Уоллес вернулся в Атланту, и Рудольф решил подыскать себе кого-нибудь еще. В то лето, живя в Ла-Тюрби, он преследовал Шарля Жюда, 16-летнего ученика балетного училища из Вьетнама, которого позже назовет своим любимым партнером после Марго. Шарль лежал на пляже в Эзе, когда кто-то подошел и сказал ему, что его ищет Рудольф Нуреев. В основном против воли – «Мой отец хотел, чтобы его дети занимались искусством» – Шарль занимался балетом в консерватории Ниццы; его педагог водил его на «Жизель» с Фонтейн и Нуреевым. Рудольфа он счел «хорошим, но не более того», и поэтому, когда танцовщик спросил, не хочет ли он с ним пообедать, Шарль застенчиво отказался, сказав, что хочет побыть с друзьями.
Гораздо больше Рудольфу повезло с танцовщиком Робертом Денверсом. Они недолго встречались в Португалии летом предыдущего года, когда Роберт, выступавший в труппе Мориса Бежара, почувствовал «какие-то лучи», идущие от него. Но только когда труппа Бежара приехала в Париж в октябре 1969 г., Рудольф, увидев Роберта на сцене, ясно дал понять на приеме после спектакля, что хочет провести с ним ночь.
◆ ◆ ◆ ◆ ◆
## [Короткая задача]
Можете дословно переписать фрагмент текста о Рудольфе Нурееве от «Уоллес вернулся в» до «побыть с друзьями.»? Дальше идут данные, и это отдельный материал.

## [Фрагмент данных]
◆ ◆ ◆ ◆ ◆
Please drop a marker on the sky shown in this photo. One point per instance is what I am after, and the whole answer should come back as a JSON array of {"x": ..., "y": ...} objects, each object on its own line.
◆ ◆ ◆ ◆ ◆
## [Полное решение]
Уоллес вернулся в Атланту, и Рудольф решил подыскать себе кого-нибудь еще. В то лето, живя в Ла-Тюрби, он преследовал Шарля Жюда, 16-летнего ученика балетного училища из Вьетнама, которого позже назовет своим любимым партнером после Марго. Шарль лежал на пляже в Эзе, когда кто-то подошел и сказал ему, что его ищет Рудольф Нуреев. В основном против воли – «Мой отец хотел, чтобы его дети занимались искусством» – Шарль занимался балетом в консерватории Ниццы; его педагог водил его на «Жизель» с Фонтейн и Нуреевым. Рудольфа он счел «хорошим, но не более того», и поэтому, когда танцовщик спросил, не хочет ли он с ним пообедать, Шарль застенчиво отказался, сказав, что хочет побыть с друзьями.